No relato sobre as enquetes de jornal, qual foi o primeiro emprego com carteira assinada de quem escreve?

» **TEXTO PARA ANÁLISE**
____________________

Em determinado período na primeira metade dos anos 80, o jornal “O Fluminense”, meu primeiro emprego com carteira assinada, resolveu que semanalmente publicaria uma enquete sobre temas do momento e assuntos polêmicos da sociedade brasileira. Coube a mim, repórter iniciante, conduzir algumas daquelas enquetes. Acompanhado de fotógrafo – afinal, enquete sem foto é um convite à invenção -, percorria os bairros da cidade a fim de conhecer a opinião dos niteroienses sobre questões tabus à época, como a virgindade e o amor entre pessoas do mesmo sexo.
O funcionamento da máquina pública era outra preocupação do gênio que inventou aquela chatice. Não vou dizer o nome da figura. Posso assegurar que não eram nem Gilberto Fontes nem Aissar Elias Jorge, o famoso Turco, meus chefes naquele período.
Como era um jornal de perfil conservador, as enquetes já tinham suas conclusões antes mesmo das entrevistas. Uma delas foi sobre o atendimento prestado à população pelo Hospital Universitário Antônio Pedro.

____________________

» **DADOS FORNECIDOS**

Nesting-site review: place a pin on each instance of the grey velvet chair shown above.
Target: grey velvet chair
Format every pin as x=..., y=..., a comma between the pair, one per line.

____________________

» **RESPOSTA À TAREFA**
O jornal “O Fluminense”.